Saved data entries:
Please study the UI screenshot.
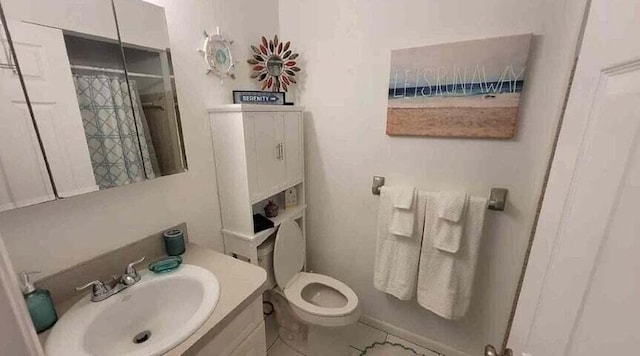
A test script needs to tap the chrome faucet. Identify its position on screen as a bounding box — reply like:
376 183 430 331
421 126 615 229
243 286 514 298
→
76 257 145 302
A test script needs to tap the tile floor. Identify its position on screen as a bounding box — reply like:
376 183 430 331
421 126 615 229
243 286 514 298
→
265 314 443 356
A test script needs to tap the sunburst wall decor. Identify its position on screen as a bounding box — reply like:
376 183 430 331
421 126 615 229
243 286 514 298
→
247 35 300 91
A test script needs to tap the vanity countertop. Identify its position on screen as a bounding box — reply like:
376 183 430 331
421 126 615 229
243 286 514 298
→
39 243 267 356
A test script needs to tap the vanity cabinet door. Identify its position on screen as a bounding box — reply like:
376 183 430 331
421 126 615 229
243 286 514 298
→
246 112 285 199
283 112 304 187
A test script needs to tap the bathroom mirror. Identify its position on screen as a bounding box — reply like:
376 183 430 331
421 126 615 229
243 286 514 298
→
0 13 55 211
0 0 187 210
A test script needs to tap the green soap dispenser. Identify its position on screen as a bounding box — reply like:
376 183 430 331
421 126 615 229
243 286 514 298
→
20 272 58 333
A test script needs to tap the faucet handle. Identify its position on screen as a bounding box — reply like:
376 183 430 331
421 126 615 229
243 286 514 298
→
76 280 109 297
124 256 146 276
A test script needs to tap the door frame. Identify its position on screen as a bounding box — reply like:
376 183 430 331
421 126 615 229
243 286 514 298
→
503 0 638 356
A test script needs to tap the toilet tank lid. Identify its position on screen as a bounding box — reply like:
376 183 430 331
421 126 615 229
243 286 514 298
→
273 220 305 289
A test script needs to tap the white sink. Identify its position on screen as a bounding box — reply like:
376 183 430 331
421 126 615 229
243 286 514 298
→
45 265 220 356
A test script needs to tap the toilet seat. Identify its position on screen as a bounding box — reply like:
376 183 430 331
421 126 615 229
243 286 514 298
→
283 272 358 316
273 220 361 326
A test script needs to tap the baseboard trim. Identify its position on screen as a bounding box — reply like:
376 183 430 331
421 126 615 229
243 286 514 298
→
360 315 472 356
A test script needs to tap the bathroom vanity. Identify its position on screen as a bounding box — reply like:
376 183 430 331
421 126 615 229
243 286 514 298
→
40 237 266 356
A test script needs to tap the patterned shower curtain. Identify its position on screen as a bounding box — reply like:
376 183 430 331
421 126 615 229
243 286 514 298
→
73 74 159 189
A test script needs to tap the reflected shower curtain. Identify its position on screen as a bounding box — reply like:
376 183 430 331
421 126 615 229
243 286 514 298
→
73 74 159 189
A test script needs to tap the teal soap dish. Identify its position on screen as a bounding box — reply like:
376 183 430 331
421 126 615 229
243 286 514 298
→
147 256 182 273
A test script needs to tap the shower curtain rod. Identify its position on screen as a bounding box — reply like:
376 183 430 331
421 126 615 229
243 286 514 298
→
71 64 163 79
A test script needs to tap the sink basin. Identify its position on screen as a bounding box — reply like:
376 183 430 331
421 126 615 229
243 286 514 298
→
45 264 220 356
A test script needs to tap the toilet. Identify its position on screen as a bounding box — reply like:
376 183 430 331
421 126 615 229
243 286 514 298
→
273 220 362 355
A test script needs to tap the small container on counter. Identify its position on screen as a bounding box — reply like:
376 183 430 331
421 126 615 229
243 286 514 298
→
20 272 58 334
163 229 185 256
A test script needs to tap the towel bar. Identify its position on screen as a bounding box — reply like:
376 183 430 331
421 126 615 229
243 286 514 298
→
371 176 509 211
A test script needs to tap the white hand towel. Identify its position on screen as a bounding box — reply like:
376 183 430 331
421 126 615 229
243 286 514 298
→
438 192 467 222
417 193 487 319
389 187 417 237
433 192 467 253
393 187 416 210
373 187 427 300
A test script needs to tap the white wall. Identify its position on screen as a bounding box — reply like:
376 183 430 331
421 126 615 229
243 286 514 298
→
0 0 278 276
279 0 579 355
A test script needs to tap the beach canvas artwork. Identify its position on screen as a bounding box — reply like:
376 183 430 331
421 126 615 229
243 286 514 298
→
387 34 532 138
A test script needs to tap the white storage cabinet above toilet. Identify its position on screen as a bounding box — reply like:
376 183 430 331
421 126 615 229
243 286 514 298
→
209 104 306 272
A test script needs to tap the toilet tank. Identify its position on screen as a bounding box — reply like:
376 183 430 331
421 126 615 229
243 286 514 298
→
258 234 276 289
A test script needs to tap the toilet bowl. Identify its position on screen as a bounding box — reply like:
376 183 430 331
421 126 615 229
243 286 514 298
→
283 272 360 327
273 220 362 355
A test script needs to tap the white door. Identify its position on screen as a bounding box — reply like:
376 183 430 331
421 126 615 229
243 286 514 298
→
509 0 640 356
247 112 285 199
0 24 56 211
9 21 98 197
283 112 304 186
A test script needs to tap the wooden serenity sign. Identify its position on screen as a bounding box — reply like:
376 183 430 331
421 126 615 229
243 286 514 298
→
387 34 532 138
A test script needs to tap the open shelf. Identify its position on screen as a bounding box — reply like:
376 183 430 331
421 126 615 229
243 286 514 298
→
223 205 307 246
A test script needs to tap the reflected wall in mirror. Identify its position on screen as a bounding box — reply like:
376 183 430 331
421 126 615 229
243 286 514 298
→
0 11 56 211
0 0 187 210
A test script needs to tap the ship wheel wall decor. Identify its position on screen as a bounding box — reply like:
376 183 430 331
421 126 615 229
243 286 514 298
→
247 35 300 91
198 27 236 82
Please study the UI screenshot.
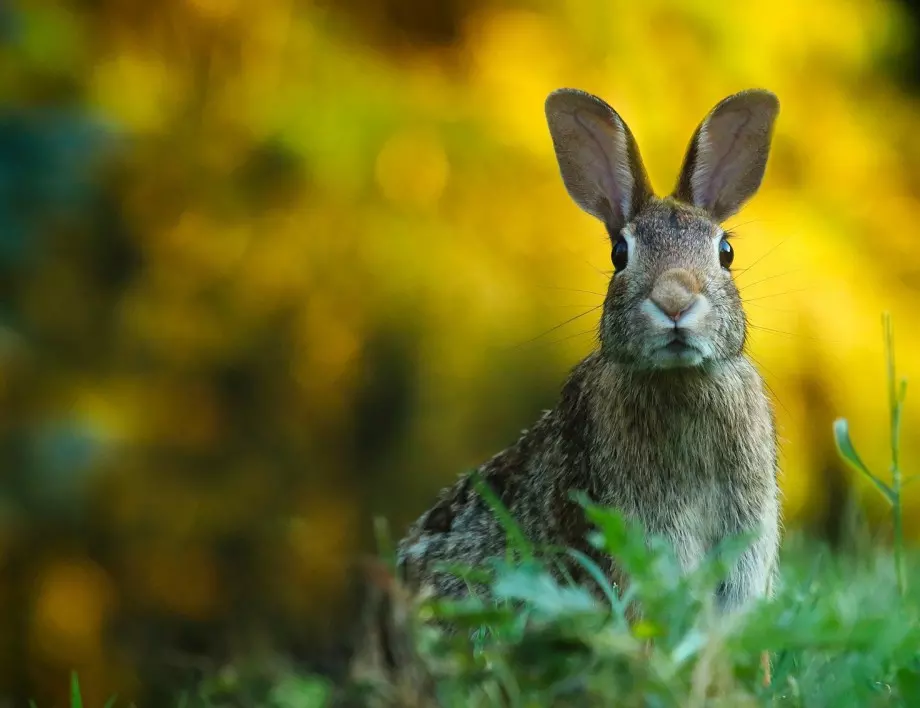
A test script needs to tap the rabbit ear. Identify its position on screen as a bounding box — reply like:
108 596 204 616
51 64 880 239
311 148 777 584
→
673 89 779 221
546 89 652 234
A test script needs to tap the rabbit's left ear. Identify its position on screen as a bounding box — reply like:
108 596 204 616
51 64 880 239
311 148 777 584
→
673 89 779 221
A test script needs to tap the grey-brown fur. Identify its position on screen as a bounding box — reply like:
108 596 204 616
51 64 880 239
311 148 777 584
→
399 89 779 609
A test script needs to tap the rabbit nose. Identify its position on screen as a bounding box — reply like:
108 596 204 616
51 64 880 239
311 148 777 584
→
649 268 700 323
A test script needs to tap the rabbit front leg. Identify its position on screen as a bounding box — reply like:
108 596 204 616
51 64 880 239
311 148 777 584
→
716 513 779 613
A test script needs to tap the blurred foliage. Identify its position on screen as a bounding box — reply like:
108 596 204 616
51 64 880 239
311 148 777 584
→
0 0 920 705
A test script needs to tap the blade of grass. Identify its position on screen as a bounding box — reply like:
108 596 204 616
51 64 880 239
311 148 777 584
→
70 671 83 708
470 472 533 561
834 418 895 504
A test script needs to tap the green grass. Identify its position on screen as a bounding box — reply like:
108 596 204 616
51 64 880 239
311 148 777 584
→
45 317 920 708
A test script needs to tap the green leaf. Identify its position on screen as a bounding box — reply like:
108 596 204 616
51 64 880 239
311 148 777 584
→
897 667 920 706
494 565 597 618
566 548 620 610
834 418 897 504
70 671 83 708
470 472 533 560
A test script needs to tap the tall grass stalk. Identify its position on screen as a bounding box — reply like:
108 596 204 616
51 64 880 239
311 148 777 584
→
834 312 913 597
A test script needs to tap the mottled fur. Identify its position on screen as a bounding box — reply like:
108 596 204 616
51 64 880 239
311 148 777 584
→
399 90 779 609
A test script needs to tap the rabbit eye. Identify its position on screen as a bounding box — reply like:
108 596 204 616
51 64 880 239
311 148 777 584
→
719 238 735 270
610 238 629 272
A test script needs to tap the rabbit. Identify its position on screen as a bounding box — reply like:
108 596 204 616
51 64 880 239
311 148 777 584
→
397 89 780 613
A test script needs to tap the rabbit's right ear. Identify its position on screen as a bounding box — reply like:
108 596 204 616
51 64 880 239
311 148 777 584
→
546 89 652 236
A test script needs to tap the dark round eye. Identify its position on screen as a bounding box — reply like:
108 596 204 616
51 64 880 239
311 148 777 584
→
719 238 735 270
610 238 629 272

Goal: Repeat word for word the lines above, starting with the line that contains "A test script needs to tap the tall" and going on through the line that contains "834 312 913 597", both included.

Written reply:
A test script needs to tap the tall grass stalk. Identify its position on screen as a bounding box — reply like:
108 596 204 616
51 64 880 239
311 148 777 584
→
834 312 913 597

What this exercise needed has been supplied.